§ **AIM**
Rewrite the listing from its first line through the line containing "186,227,220,242", inclusive, with every "ObjectDetector" changed to "BoxDetector" and nothing else altered.

§ **THE DATA**
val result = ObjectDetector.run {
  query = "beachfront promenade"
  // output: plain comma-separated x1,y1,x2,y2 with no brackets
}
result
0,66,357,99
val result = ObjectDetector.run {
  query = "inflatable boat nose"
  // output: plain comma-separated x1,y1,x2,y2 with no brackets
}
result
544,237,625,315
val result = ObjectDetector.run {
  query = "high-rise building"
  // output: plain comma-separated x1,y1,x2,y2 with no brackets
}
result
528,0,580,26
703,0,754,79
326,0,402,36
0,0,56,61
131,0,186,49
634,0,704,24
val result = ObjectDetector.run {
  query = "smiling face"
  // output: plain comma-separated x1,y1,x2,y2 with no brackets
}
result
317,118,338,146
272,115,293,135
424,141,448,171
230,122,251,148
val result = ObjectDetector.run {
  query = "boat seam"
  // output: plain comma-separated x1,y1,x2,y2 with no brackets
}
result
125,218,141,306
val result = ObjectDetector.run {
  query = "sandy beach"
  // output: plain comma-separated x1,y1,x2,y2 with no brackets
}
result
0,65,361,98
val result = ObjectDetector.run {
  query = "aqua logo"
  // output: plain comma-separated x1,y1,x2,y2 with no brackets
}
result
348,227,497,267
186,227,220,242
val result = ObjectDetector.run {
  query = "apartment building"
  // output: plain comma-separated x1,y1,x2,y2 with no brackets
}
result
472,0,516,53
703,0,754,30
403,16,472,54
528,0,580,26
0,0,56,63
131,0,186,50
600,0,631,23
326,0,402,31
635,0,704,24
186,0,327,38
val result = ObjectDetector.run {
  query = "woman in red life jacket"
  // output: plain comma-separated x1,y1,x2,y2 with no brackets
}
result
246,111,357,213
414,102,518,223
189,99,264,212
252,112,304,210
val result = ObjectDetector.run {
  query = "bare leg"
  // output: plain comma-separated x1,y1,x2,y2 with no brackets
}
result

§ **RESPONSE**
val result = BoxDetector.run {
  query = "beachfront promenade"
  // output: plain comma-separated x1,y1,x2,y2 with no brackets
}
result
0,66,357,99
val result = BoxDetector.run {
  query = "inflatable boat nose"
  // output: plain comma-separated x1,y1,x2,y2 with no brackets
}
result
544,237,625,315
val result = BoxDetector.run {
  query = "high-rise building"
  // output: plain comma-separated x1,y1,x2,y2 with no brackets
}
result
528,0,580,26
703,0,754,79
326,0,402,36
0,0,56,61
131,0,186,49
634,0,704,24
val result = BoxDetector.run {
  query = "smiling face"
  // output: plain comma-separated x1,y1,x2,y2 with no brackets
}
result
317,118,338,146
272,115,293,135
424,141,448,171
230,122,251,148
val result = BoxDetector.run {
  query = "boat seam"
  // output: plain comma-separated x1,y1,x2,y2 with no brackets
}
result
125,218,141,306
val result = BoxDetector.run {
  query = "sandy beach"
  // output: plain comma-separated x1,y1,x2,y2 with no brackets
}
result
0,65,361,98
val result = BoxDetector.run {
  query = "aqua logo"
  // output: plain comma-separated x1,y1,x2,y2 with no brackets
}
result
348,227,497,267
186,227,220,242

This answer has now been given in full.